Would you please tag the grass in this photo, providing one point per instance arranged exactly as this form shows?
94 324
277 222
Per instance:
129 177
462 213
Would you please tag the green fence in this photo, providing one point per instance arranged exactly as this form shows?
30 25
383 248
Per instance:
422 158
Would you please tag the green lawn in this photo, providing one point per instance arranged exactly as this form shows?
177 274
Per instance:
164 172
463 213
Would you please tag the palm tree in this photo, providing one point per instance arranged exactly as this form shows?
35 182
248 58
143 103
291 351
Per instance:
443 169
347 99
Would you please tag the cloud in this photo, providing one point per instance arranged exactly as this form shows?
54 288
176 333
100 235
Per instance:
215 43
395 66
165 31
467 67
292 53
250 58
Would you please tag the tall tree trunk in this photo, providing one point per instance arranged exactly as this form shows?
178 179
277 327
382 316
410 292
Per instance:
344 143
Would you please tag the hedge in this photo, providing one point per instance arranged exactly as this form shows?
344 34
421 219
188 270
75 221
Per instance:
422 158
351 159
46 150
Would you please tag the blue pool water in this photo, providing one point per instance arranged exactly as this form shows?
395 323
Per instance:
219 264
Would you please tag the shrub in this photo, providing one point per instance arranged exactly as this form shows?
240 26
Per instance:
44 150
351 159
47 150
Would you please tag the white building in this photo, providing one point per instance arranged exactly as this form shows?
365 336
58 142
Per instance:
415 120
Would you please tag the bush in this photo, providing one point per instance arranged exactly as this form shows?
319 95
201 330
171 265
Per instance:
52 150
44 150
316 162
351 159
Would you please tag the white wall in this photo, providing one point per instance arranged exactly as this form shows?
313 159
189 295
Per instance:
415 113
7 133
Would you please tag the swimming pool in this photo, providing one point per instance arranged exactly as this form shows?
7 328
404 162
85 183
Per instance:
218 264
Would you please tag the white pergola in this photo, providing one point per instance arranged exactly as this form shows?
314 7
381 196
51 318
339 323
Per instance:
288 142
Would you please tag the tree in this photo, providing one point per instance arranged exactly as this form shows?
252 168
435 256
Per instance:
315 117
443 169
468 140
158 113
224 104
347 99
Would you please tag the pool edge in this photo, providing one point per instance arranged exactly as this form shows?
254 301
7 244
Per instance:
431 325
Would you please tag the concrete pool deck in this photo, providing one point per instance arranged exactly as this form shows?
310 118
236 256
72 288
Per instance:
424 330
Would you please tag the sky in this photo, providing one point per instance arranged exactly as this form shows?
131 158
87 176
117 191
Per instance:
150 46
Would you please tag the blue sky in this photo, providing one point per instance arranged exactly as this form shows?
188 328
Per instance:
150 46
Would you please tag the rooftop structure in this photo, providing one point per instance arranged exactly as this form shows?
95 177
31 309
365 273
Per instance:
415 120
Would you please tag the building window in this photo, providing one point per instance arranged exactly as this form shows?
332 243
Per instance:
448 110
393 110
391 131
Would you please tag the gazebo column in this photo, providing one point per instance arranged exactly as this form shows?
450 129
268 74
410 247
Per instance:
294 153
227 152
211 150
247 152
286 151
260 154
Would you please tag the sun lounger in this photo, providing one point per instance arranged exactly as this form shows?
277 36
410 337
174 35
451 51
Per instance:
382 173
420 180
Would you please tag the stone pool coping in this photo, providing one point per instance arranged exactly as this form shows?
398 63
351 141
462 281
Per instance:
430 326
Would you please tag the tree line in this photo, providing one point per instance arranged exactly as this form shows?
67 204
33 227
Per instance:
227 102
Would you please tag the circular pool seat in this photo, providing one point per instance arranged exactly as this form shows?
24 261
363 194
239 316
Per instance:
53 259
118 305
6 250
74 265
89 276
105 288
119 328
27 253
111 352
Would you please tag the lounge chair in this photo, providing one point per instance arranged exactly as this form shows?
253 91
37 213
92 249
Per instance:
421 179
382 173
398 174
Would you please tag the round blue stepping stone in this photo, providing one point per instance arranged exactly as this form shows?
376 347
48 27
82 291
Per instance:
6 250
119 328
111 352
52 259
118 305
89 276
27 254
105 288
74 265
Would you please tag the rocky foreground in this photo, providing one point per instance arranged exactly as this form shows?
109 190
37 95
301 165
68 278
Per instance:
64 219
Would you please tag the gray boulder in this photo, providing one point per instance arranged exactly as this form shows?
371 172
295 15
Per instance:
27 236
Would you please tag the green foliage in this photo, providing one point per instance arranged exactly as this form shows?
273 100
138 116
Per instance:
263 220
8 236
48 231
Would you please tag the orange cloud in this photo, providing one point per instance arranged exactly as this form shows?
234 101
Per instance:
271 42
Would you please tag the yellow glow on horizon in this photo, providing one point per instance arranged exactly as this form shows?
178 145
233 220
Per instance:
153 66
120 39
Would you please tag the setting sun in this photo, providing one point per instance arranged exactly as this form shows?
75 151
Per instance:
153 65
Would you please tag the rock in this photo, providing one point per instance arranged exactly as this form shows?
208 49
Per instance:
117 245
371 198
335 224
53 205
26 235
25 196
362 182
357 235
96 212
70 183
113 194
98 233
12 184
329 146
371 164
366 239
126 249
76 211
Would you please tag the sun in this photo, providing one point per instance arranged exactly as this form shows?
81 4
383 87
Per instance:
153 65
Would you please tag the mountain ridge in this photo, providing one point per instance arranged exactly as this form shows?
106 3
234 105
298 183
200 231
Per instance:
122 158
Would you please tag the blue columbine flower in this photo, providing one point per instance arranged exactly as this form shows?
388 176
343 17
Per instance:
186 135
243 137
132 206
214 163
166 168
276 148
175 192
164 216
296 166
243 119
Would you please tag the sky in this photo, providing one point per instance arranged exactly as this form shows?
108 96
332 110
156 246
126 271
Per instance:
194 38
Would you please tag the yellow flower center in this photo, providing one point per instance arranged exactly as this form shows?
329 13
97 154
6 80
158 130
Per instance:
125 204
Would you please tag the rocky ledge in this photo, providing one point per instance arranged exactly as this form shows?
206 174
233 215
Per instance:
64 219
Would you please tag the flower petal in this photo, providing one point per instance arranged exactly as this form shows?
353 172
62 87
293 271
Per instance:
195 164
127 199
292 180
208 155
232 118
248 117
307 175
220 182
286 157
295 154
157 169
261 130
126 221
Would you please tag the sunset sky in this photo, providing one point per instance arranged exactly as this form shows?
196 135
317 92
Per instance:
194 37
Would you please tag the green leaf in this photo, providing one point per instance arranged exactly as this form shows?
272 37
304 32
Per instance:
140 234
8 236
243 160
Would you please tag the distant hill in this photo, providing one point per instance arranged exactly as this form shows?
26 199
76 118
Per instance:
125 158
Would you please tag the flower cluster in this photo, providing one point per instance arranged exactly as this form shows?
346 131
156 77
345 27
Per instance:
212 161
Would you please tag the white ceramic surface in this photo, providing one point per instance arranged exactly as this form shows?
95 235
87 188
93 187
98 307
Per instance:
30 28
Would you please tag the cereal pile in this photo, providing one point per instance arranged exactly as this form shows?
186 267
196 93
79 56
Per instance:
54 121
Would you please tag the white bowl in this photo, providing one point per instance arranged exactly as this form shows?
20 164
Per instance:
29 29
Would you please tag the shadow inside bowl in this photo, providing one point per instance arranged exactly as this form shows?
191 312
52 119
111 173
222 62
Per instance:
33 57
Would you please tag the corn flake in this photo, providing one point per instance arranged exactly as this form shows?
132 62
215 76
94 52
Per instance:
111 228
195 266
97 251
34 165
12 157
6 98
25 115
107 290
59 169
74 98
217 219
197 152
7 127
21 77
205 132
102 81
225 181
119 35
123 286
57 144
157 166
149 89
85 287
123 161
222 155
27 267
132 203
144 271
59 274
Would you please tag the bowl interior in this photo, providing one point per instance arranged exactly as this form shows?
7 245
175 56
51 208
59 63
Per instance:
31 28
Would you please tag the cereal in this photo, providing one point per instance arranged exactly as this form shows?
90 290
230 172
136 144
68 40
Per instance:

## WHAT TO DO
What you write must match the material above exactly and in full.

## SOLUTION TO THE PROBLEM
Would you please tag the grass in this photo, providing one point per instance arranged exactly as this form shows?
94 324
277 222
Per instance:
129 177
462 213
Would you please tag the green fence in this photo, providing one point per instance arranged exactly as this form shows?
30 25
383 248
Per instance:
422 158
Would you please tag the green lawn in this photo, providing one point per instance arranged exactly as this form shows?
177 274
Per instance:
164 172
463 213
Would you please tag the palm tree in this photo, providing one point per instance arranged exactly as this form shows?
35 182
248 58
143 103
291 351
Per instance:
443 169
347 99
Would you please tag the cloud in this photo, providing one point per instance arranged exactly as this form shows?
54 288
176 333
100 235
Per instance:
215 43
395 66
165 31
467 67
292 53
250 58
Would you please tag the tall tree trunk in this photo, providing one point per instance arranged exactly as this form shows?
178 179
277 327
382 316
410 292
Per instance:
344 143
Would you please tag the hedge in this photo, providing one point per instance arranged exactly as this form shows?
344 34
421 219
188 270
75 221
Per instance:
422 158
351 159
46 150
Would you please tag the blue pool water in this photo, providing one point per instance arranged exactly as this form shows?
395 323
Per instance:
219 264
Would you please tag the shrub in this photo, providing one point per instance arranged exactly as this form shows?
240 26
Per instance:
44 150
351 159
47 150
Would you please tag the white building in this photo, providing one point per instance arranged exactly as this form shows?
365 336
58 142
Per instance:
415 120
Would you please tag the bush in this photo, providing one point per instance arranged exactly as this form shows?
319 95
201 330
171 265
Per instance:
52 150
44 150
316 162
351 159
Would you please tag the white wall in this photo, providing one point per instance arranged exactly as this form shows?
313 159
189 295
Per instance:
415 113
7 133
Would you please tag the swimming pool in this photo, providing one point per instance arranged exactly as this form shows?
7 328
404 162
85 183
Per instance:
218 264
Would you please tag the white pergola in this photo, providing one point per instance arranged exactly as this form shows?
314 7
381 196
51 318
339 323
Per instance:
288 142
Would you please tag the tree in this photo, providing one point per instance arranged exactly as this form shows?
252 168
435 256
Per instance:
315 117
443 169
468 140
158 113
224 104
347 99
Would you please tag the pool edge in this photo, providing one point per instance arranged exactly as this form shows?
254 301
7 244
Per instance:
431 325
Would you please tag the concrete pool deck in this photo, providing one point per instance arranged exactly as this form shows?
310 118
236 256
72 288
Per instance:
424 330
Would you please tag the sky in this photo, providing one point per instance arranged exactly as this form shows?
131 158
87 176
117 191
Per instance:
150 46
Would you please tag the blue sky in this photo, providing one point per instance arranged exactly as this form shows?
188 328
Per instance:
150 46
Would you please tag the rooftop structure in this photo, providing one point per instance arranged exactly as this form shows?
95 177
31 309
365 273
Per instance:
415 120
Would you please tag the building window in this photo, providing one point per instance arranged exactly as this form shows?
332 243
Per instance:
448 110
393 110
391 131
Would you please tag the gazebo column in this photo, providing one point per instance arranged exactly as this form shows?
450 129
268 74
410 247
Per instance:
294 153
227 152
211 150
247 152
286 151
260 154
Would you please tag the sun lounger in this photo, providing one point per instance arranged exactly as this form shows?
277 36
410 337
174 35
451 51
Per instance:
382 173
420 180
Would you please tag the stone pool coping in this photo, providing one point per instance arranged exactly as this form shows?
398 63
351 141
462 281
Per instance:
430 326
Would you please tag the tree line in this photo, providing one point per instance arranged exactly as this form shows?
67 204
33 227
Per instance:
227 102
Would you please tag the circular pool seat in this photo, providing one point per instance arranged exactly as this form shows?
24 261
363 194
239 316
Per instance:
53 259
118 305
6 250
74 265
89 276
105 288
119 328
27 253
111 352
Would you please tag the lounge chair in this photo, providing one point per instance arranged exactly as this form shows?
253 91
37 213
92 249
Per instance:
421 179
382 173
398 174
Would you please tag the round blue stepping stone in this photo, providing one point per instance arranged exactly as this form shows?
376 347
48 27
82 291
Per instance:
6 250
119 328
111 352
52 259
118 305
89 276
27 254
105 288
74 265
Would you please tag the rocky foreground in this photo, providing one point per instance arranged exactly as this form shows?
109 190
37 95
301 165
68 278
Per instance:
64 219
Would you please tag the gray boulder in this photo, providing one point per instance arranged exactly as this form shows?
371 172
295 15
Per instance:
27 236
Would you please tag the green foliage in this photo, providing one point per instance arranged exactly as this form shows?
273 100
138 116
Per instance:
263 220
8 236
48 231
Would you please tag the orange cloud in this photo, providing one point per instance arranged exactly as this form shows?
234 101
Per instance:
271 42
Would you please tag the yellow glow on horizon in this photo, providing one point per instance arranged exactly as this form shows?
178 145
233 220
Per instance:
153 66
120 39
Would you please tag the setting sun in this photo, providing one point per instance arranged exactly as this form shows?
75 151
Per instance:
153 65
Would you please tag the rock in this photo, providing one point per instance arranged exactly as this form shows?
208 49
Per instance:
117 245
371 198
335 224
53 205
26 235
25 196
362 182
357 235
96 212
70 183
113 194
98 233
12 184
329 146
371 164
366 239
126 249
76 211
Would you please tag the sun in this photo, providing one point per instance arranged exactly as this form shows?
81 4
383 87
Per instance:
153 65
Would you please tag the mountain ridge in this photo, providing one point per instance arranged exactly as this form shows?
106 3
234 105
298 183
200 231
Per instance:
122 158
Would you please tag the blue columbine flower in this photo, providing one point per instance arranged exactly as this form shows?
388 176
343 17
Per instance:
186 135
243 137
132 206
214 163
166 168
276 148
175 192
164 216
296 166
243 119
Would you please tag the sky in this photo, providing one point per instance arranged exactly as this form shows?
108 96
332 110
156 246
126 271
Per instance:
194 38
Would you please tag the yellow flower center in this photo, providing one point per instance arranged exactly as this form shows?
329 13
97 154
6 80
158 130
Per instance:
125 204
Would you please tag the rocky ledge in this photo, providing one point per instance arranged exactly as this form shows?
206 174
233 215
Per instance:
64 219
Would you please tag the flower petal in this photo, providing one point per instance arranged exactly as this form shows?
353 172
62 87
293 271
Per instance:
195 164
127 199
292 180
208 155
232 118
248 117
307 175
220 182
286 157
295 154
157 169
261 130
126 221
Would you please tag the sunset sky in this photo, providing one point per instance arranged exactly as this form shows?
196 135
317 92
Per instance:
194 37
Would you please tag the green leaf in this photo, providing one point per instance arranged exactly as this form shows?
272 37
304 32
Per instance:
140 234
8 236
243 160
Would you please tag the distant hill in this photo, providing one point per instance arranged exactly as this form shows?
26 199
76 118
Per instance:
125 158
Would you please tag the flower cluster in this photo, providing one point per instance arranged exactly as this form shows?
346 131
156 77
345 27
Per instance:
212 161
Would you please tag the white ceramic surface in this photo, providing one point per instance arranged exactly as this form shows?
95 235
87 188
93 187
98 307
Per instance:
30 28
Would you please tag the cereal pile in this photo, providing one point per instance arranged exactly as this form shows?
186 267
196 93
79 56
Per instance:
54 121
Would you please tag the white bowl in this photo, providing one point per instance arranged exactly as this form shows?
20 164
Per instance:
29 29
Would you please tag the shadow inside bowl in this photo, providing one point per instance arranged exactly as this form shows?
191 312
52 119
111 173
222 62
Per instance:
33 57
Would you please tag the corn flake in this photo, providing one point per instance arranged exactly as this form shows?
132 62
215 76
94 52
Per instance:
111 228
195 266
97 251
34 165
12 157
6 98
25 115
107 290
59 169
74 98
217 219
197 152
7 127
21 77
205 132
102 81
225 181
119 35
123 286
57 144
157 166
149 89
85 287
123 161
222 155
27 267
132 203
144 271
59 274
Would you please tag the bowl interior in this photo, providing one point per instance arranged exactly as this form shows?
7 245
175 56
51 208
59 63
Per instance:
31 28
Would you please tag the cereal in this photo, providing one point per instance arranged exactly as this form shows?
90 290
230 172
136 144
68 40
Per instance:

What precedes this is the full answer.